Copy out each of the entries below, substituting "would appreciate" for every "would welcome" and keeping everything else the same.

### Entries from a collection
----------------
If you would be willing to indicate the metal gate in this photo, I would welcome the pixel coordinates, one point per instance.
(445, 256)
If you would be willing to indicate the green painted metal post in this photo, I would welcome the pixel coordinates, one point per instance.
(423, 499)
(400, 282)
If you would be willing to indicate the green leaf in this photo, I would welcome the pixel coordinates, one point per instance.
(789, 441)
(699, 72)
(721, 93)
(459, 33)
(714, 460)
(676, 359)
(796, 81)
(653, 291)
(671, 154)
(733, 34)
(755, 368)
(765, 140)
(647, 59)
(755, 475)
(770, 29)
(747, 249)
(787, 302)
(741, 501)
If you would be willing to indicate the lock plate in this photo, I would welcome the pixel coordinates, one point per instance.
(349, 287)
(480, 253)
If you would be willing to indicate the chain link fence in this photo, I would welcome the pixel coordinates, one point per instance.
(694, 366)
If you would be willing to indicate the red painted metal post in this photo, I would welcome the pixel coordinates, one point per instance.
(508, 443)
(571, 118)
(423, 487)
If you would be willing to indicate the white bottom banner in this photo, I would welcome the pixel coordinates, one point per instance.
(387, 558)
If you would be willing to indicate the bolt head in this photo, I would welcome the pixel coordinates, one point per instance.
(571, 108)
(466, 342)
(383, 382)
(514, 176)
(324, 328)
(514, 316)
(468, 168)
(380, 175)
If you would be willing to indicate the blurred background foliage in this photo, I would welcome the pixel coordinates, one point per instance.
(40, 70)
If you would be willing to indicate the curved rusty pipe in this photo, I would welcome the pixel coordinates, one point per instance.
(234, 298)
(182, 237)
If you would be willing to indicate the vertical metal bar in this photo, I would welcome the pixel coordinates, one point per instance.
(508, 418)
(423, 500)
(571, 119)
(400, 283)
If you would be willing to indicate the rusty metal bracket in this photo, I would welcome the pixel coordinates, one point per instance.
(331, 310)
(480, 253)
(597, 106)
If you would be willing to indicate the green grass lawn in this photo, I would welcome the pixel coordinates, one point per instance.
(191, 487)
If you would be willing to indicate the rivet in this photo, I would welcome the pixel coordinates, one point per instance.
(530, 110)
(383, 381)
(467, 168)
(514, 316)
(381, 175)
----------------
### Correct output
If you would be willing to indicate the metal gate in this photo, I would appreciate the pixel coordinates, one point per instance.
(445, 256)
If you would be willing to indicate the green painted metal post in this photo, I would appreciate the pixel coordinates, one point per instance.
(423, 499)
(400, 282)
If you would be willing to indicate the green leaf in this photo, I would appreciate the pixel coordinates, one point per instance.
(789, 441)
(699, 72)
(721, 93)
(459, 33)
(714, 460)
(676, 359)
(796, 81)
(653, 291)
(671, 154)
(733, 34)
(755, 368)
(765, 140)
(647, 59)
(755, 475)
(770, 29)
(747, 249)
(787, 302)
(741, 501)
If you would be willing to indicate the lock plate in this photo, I would appreciate the pixel coordinates, one point per instance.
(349, 287)
(480, 253)
If you would be willing to indicate the chain link fence in this photo, I would appreciate the pixel coordinates, one point per instance.
(694, 366)
If you would be willing to indicate the red painted metal post in this photo, I would appreciate the pixel coordinates, one point per instance.
(508, 443)
(571, 118)
(423, 487)
If you would be willing to indicate the white bottom banner in this photo, I would appreciate the pixel coordinates, one point per instance.
(387, 558)
If you would be willing to indicate the bolt head in this photo, I would appreciate the pixel coordinates, one point per instance.
(571, 108)
(466, 342)
(383, 382)
(514, 176)
(324, 328)
(514, 316)
(468, 168)
(380, 175)
If you would be willing to indicate the blurred background foliage in this photo, I would appreciate the pixel coordinates, one point per instance.
(40, 70)
If you would be willing to indicate the curved rusty pipe in this photo, I would appreciate the pixel coordinates, one point per instance.
(234, 298)
(182, 237)
If you would be willing to indicate the vertical metal bar in this photo, I would appreciate the pixel coordinates, one point per instance.
(508, 418)
(423, 500)
(571, 119)
(400, 283)
If you would be willing to indicate the rusty metal bracket in this photo, I would appreciate the pixel coordinates, one point per instance.
(331, 310)
(480, 253)
(597, 106)
If you would be willing to indicate the green grass lawn in this photo, I would appreciate the pixel coordinates, one point per instance.
(191, 487)
If you would be willing to indicate the rivet in this photo, I would appreciate the pixel coordinates, one point per instance.
(530, 110)
(383, 381)
(467, 168)
(514, 316)
(381, 175)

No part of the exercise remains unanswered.